TASK STATEMENT: Retype the material word for word.

Location labeling records:
——
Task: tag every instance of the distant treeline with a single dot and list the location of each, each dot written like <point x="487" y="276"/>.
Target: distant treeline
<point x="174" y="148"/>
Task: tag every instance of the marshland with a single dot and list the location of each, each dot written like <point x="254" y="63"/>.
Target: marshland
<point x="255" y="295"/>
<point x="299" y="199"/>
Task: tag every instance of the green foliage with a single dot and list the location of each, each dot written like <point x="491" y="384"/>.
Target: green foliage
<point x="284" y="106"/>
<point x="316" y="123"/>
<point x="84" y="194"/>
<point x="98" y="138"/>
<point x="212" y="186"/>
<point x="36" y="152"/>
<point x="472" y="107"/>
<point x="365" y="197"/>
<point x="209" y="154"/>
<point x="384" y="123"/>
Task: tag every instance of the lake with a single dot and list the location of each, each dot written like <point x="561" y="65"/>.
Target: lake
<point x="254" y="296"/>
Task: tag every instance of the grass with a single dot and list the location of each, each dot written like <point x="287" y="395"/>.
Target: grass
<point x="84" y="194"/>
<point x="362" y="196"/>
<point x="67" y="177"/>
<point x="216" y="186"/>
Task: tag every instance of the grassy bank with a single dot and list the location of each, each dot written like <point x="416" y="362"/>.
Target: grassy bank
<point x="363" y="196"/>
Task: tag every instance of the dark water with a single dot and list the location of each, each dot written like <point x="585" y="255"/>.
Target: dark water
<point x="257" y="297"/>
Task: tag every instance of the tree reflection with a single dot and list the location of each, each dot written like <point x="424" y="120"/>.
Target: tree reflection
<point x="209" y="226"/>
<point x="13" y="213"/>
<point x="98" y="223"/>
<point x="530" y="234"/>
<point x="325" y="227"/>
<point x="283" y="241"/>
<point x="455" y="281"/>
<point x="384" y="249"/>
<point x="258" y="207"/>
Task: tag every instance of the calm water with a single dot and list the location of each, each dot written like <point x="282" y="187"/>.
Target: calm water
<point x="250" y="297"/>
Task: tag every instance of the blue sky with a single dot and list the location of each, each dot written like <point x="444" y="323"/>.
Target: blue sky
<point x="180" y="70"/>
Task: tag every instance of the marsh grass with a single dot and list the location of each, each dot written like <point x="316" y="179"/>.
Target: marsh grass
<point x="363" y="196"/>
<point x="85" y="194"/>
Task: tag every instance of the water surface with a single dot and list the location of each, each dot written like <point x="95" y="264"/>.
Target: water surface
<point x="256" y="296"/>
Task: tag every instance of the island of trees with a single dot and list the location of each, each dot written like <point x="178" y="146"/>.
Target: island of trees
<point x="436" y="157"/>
——
FINAL RESULT:
Task: tag every instance of the distant treeline with a single dot and list the location of each, each dot written like <point x="487" y="276"/>.
Target: distant treeline
<point x="174" y="148"/>
Task: tag every instance of the marshland with a single dot and list the location of each, each dot written like <point x="254" y="63"/>.
Target: marshland
<point x="255" y="295"/>
<point x="299" y="199"/>
Task: tag every instance of the green foliage with a single dot and list the location of each, each dot written like <point x="491" y="384"/>.
Target: green foliage
<point x="284" y="106"/>
<point x="316" y="123"/>
<point x="84" y="194"/>
<point x="98" y="138"/>
<point x="212" y="186"/>
<point x="36" y="152"/>
<point x="472" y="107"/>
<point x="365" y="197"/>
<point x="209" y="154"/>
<point x="384" y="123"/>
Task: tag every instance of the lake with a single dot and list the location of each, each dot written like <point x="561" y="65"/>.
Target: lake
<point x="254" y="296"/>
Task: tag every instance of the grass with a single dot and list the location of each, each dot written like <point x="287" y="395"/>.
Target: grass
<point x="84" y="194"/>
<point x="362" y="196"/>
<point x="67" y="177"/>
<point x="216" y="186"/>
Task: tag every instance of the grassy bank with a single dot and list the location of each, each dot written like <point x="416" y="362"/>.
Target: grassy bank
<point x="363" y="196"/>
Task: tag every instance of the dark water with a single dot and list the location of each, each dot written like <point x="585" y="255"/>.
Target: dark water
<point x="257" y="297"/>
Task: tag every instance of the tree reflection with a single dot and list the location of each, each dot written like <point x="424" y="120"/>.
Target: tree reflection
<point x="209" y="226"/>
<point x="13" y="213"/>
<point x="98" y="223"/>
<point x="530" y="234"/>
<point x="325" y="227"/>
<point x="283" y="241"/>
<point x="455" y="281"/>
<point x="384" y="249"/>
<point x="258" y="207"/>
Task: tag every instance of the calm water with a single dot and list the location of each, each dot written like <point x="282" y="187"/>.
Target: calm water
<point x="250" y="297"/>
Task: tag every instance of the blue sky with a single dot and list the location of each, each dot written like <point x="444" y="323"/>.
Target: blue sky
<point x="180" y="70"/>
Task: tag every instance of the marsh grass with a single dot and list the location of each, each dot written like <point x="316" y="179"/>.
Target: marsh grass
<point x="363" y="196"/>
<point x="85" y="194"/>
Task: tag every instance of the water surface with a single dot and list the location of each, each dot written like <point x="95" y="264"/>.
Target: water surface
<point x="256" y="296"/>
Task: tag every instance of the island of trees with a single dot and list the location of each, each dot written like <point x="178" y="146"/>.
Target: island of trees
<point x="436" y="157"/>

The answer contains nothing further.